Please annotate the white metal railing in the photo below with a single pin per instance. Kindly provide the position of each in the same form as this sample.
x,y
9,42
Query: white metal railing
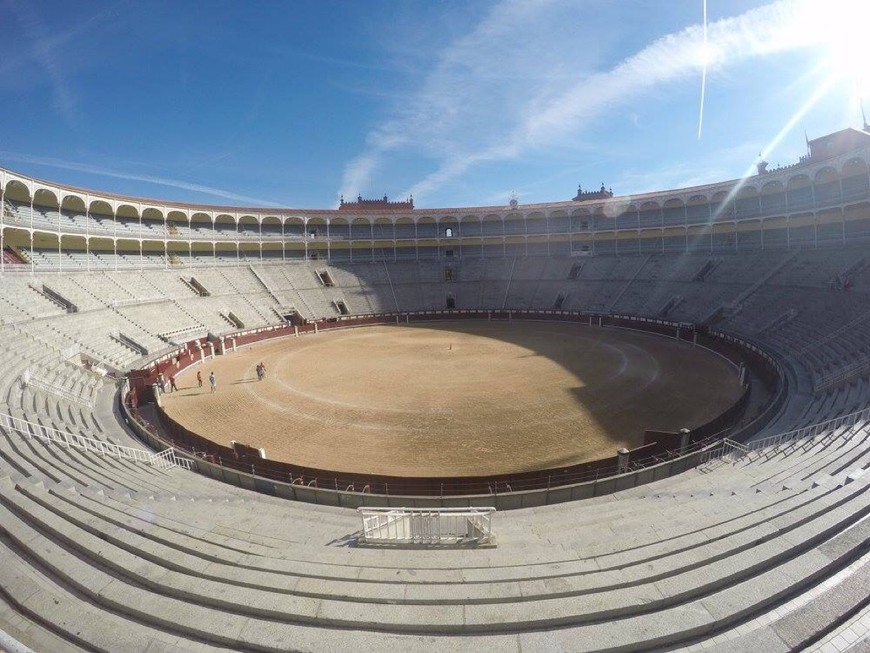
x,y
427,525
165,459
52,388
832,429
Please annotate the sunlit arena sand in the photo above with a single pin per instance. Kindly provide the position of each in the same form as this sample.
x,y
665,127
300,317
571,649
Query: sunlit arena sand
x,y
454,399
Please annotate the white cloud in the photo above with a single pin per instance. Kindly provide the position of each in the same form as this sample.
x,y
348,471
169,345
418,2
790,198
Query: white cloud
x,y
503,90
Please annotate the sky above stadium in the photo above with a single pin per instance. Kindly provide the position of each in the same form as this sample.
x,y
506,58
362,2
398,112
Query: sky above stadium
x,y
292,104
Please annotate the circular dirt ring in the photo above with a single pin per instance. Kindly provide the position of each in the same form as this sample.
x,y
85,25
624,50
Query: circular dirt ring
x,y
456,398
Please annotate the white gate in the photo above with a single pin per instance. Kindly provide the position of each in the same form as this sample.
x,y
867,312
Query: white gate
x,y
427,525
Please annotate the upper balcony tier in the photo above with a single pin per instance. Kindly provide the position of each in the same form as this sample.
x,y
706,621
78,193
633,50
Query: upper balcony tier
x,y
814,184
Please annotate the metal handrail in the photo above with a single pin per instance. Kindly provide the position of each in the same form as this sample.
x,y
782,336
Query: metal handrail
x,y
166,459
52,388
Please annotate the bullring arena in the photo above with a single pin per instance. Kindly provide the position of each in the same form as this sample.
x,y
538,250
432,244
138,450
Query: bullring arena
x,y
608,423
443,400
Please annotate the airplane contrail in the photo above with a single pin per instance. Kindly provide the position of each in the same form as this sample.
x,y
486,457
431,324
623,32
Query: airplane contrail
x,y
703,74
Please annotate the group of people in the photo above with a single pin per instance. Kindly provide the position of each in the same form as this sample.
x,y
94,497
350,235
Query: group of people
x,y
162,381
212,379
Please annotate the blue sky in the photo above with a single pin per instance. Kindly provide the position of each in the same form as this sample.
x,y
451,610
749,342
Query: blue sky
x,y
290,104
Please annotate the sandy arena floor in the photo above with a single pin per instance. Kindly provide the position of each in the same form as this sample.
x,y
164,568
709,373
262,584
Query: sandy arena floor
x,y
454,399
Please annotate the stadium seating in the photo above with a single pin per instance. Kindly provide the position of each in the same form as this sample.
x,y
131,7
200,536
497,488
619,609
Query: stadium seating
x,y
764,549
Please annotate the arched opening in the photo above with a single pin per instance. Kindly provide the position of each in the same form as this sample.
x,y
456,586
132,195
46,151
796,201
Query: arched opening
x,y
73,212
153,224
855,180
799,193
673,212
772,198
650,214
698,210
249,227
361,229
177,225
826,187
747,204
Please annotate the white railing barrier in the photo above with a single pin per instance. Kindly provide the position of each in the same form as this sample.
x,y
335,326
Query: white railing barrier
x,y
832,429
52,388
164,460
427,525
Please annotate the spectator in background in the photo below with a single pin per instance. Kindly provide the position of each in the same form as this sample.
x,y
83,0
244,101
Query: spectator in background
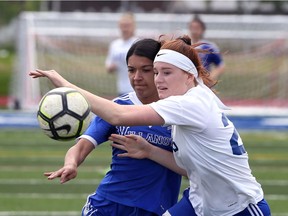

++++

» OBJECTIVE
Count the lines in the items above that contain the word "metal", and give only that number.

» PROBLEM SOLUTION
4